***** Passage fourni *****

Outre la vie privée de l'artiste, l'évocation du cinéma est un des fils conducteurs du spectacle : ces images dans lesquelles le petit Arturino a baigné, ces icônes hollywoodiennes qui l'ont fait rêver permettent au public d'entrer dans le monde onirique de l'artiste, de cerner sa sensibilité à travers ses références. Ses souvenirs de "cinéma maison" renvoient ainsi à l'univers enfantin du magicien : son petit mouchoir devient alors un écran géant sur lequel sont projetés des ombres chinoises. Ses mains habiles et la souplesse de ses phalanges lui permettent d'évoquer de multiples animaux : chien, chat, brebis, vache, âne, crocodile, éléphant, requin, lapins en passant par la mort d'un cygne... « Le cinéma, c'était le grand voyage (...à 50 km de mon village !) : sous la mer, dans l'espace, comme tous les petits Italiens, j'ai grandi avec le cinéma de Charlie Chaplin à la guerre des étoiles. Je rêvais d'Hollywood. Je dévorais le cinéma ». Et là, en un coup de baguette magique, Arturo avale le gigantesque morceau de tissu qui servait au préalable d'écran.

Le spectacle Brachetti in technicolor, écrit par Marconi-Brachetti et mis en scène par Saverio Marconi, portait déjà sur le thème des productions cinématographiques d'Hollywood : l'action se situait en 2095 et consistait à mélanger, suite à un bug informatique, tous les classiques du 20e siècle sauvegardés sur des disquettes afin de confondre les époques et assembler des binômes inédits tels que Néron et Scarlett O'Hara ou encore James Bond et Cléopâtre... Brachetti y réalisait ainsi 40 personnages et 60 transformations rapides de costume.

***** Matériel d'étude *****

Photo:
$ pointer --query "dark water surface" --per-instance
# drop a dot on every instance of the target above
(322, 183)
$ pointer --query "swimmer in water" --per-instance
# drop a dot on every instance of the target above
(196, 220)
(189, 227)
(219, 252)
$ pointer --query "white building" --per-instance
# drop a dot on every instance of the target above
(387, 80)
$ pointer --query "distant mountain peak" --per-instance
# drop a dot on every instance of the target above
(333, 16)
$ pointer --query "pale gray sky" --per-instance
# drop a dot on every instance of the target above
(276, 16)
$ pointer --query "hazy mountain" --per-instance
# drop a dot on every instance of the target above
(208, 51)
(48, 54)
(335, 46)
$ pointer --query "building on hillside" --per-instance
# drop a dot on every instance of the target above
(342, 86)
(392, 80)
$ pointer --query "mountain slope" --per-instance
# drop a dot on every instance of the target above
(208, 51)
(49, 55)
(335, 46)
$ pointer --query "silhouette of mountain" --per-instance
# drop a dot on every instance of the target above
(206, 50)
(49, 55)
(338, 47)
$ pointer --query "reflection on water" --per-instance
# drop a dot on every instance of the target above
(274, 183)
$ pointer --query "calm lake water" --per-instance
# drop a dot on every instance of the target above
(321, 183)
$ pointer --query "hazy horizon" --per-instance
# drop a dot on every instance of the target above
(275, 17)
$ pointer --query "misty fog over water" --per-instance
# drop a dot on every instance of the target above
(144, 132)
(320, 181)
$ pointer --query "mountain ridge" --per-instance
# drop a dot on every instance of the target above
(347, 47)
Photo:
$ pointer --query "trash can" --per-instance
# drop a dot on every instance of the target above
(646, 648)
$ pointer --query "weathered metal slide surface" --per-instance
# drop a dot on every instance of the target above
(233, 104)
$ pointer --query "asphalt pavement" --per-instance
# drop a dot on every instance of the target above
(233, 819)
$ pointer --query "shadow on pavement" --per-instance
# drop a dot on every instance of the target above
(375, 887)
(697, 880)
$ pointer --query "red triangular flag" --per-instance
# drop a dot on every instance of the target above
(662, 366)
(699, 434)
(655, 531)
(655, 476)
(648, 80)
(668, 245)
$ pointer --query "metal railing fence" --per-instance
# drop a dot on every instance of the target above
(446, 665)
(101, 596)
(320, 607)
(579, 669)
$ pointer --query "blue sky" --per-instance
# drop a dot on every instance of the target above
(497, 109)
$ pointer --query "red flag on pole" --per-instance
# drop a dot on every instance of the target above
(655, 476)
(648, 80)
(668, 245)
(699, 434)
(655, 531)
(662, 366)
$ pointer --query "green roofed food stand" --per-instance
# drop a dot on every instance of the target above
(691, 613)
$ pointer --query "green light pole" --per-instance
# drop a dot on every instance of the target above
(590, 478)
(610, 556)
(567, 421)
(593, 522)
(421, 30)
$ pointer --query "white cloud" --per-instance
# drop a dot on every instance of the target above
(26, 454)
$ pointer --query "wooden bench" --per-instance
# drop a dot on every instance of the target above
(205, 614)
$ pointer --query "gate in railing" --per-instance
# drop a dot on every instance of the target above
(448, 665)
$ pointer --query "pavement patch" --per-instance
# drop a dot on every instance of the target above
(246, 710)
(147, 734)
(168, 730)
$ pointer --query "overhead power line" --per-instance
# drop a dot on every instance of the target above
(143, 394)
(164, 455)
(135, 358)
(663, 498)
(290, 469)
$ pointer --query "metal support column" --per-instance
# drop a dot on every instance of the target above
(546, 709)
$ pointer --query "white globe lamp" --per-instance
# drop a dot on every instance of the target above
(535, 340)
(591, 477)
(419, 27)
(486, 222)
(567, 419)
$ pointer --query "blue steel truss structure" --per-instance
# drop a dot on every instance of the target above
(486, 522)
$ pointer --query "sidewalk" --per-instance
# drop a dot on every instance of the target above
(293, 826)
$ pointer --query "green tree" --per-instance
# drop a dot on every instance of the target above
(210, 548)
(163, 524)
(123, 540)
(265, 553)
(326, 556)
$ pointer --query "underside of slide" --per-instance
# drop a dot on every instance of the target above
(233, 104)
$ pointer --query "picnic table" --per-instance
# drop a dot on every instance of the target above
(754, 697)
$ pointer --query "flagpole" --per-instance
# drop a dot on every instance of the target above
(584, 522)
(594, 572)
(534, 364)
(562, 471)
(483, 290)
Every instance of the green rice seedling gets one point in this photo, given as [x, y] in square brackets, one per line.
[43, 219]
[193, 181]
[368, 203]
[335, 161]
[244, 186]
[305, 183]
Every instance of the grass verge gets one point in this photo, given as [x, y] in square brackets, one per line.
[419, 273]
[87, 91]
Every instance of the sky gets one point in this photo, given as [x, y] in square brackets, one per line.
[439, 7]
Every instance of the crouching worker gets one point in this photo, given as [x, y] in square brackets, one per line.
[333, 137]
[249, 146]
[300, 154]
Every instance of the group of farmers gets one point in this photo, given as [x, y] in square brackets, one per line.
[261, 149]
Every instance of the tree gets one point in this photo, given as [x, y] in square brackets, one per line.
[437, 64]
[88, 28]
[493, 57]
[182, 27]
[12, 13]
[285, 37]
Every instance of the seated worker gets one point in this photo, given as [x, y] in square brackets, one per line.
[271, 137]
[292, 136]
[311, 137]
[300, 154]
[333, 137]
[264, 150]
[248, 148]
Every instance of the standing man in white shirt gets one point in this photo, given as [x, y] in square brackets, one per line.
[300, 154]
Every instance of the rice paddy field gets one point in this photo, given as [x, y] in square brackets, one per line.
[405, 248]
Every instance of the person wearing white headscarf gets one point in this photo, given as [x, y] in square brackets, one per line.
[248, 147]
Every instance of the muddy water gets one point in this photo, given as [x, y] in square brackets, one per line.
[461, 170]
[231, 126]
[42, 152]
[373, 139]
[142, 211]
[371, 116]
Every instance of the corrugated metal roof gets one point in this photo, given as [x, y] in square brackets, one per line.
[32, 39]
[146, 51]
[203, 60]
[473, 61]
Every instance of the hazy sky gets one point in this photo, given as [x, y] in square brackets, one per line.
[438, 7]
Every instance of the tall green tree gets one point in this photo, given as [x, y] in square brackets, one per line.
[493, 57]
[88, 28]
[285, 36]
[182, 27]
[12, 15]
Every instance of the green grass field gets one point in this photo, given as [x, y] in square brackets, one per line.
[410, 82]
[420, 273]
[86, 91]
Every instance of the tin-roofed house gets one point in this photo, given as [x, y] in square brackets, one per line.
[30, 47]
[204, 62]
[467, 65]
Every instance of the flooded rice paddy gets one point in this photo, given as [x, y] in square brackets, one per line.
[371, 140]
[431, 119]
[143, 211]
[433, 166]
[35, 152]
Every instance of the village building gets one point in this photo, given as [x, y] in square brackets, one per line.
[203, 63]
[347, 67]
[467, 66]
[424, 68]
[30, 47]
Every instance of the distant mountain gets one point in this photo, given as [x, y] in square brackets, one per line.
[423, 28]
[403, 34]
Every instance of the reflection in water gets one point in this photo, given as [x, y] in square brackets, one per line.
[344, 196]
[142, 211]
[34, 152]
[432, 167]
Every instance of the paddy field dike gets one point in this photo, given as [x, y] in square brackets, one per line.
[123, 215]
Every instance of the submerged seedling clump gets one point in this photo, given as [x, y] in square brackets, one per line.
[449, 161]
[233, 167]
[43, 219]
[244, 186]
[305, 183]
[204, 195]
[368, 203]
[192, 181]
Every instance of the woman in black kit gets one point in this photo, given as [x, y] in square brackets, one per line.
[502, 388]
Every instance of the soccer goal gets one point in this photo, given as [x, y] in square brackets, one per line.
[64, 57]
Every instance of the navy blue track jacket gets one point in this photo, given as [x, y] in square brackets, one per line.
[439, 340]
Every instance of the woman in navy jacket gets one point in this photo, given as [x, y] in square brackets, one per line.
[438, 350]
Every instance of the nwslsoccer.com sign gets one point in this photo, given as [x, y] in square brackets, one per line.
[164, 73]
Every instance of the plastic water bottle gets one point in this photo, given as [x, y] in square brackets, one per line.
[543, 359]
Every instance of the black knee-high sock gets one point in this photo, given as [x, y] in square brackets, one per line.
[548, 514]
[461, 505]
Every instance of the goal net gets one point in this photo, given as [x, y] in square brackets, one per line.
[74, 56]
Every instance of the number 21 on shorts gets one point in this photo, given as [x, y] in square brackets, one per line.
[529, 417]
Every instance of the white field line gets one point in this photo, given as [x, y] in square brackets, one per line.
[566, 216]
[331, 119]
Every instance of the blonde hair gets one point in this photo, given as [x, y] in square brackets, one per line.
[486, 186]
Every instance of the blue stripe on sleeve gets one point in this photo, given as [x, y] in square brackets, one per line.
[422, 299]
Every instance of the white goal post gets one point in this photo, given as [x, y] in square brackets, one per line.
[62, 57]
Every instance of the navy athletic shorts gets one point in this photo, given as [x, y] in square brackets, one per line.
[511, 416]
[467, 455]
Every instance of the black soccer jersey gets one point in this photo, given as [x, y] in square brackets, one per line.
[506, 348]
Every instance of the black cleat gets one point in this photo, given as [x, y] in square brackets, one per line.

*****

* **Consigne de travail 1**
Répondez à ces questions d'après le passage fourni.
(a) Quel objet sert d'écran aux ombres chinoises ?
(b) En quelle année se situait l'action du spectacle Brachetti in technicolor ?
(c) Combien de personnages Brachetti réalisait-il dans ce spectacle ?
* **Consigne de travail 2**
Recopiez fidèlement un extrait du passage fourni : commencez aux mots « Le spectacle Brachetti » et arrêtez-vous après les mots « rapides de costume. ».

* **Réponse 1**
(a) Son petit mouchoir, qui devient un écran géant.
(b) En 2095.
(c) 40 personnages.

* **Réponse 2**
Le spectacle Brachetti in technicolor, écrit par Marconi-Brachetti et mis en scène par Saverio Marconi, portait déjà sur le thème des productions cinématographiques d'Hollywood : l'action se situait en 2095 et consistait à mélanger, suite à un bug informatique, tous les classiques du 20e siècle sauvegardés sur des disquettes afin de confondre les époques et assembler des binômes inédits tels que Néron et Scarlett O'Hara ou encore James Bond et Cléopâtre... Brachetti y réalisait ainsi 40 personnages et 60 transformations rapides de costume.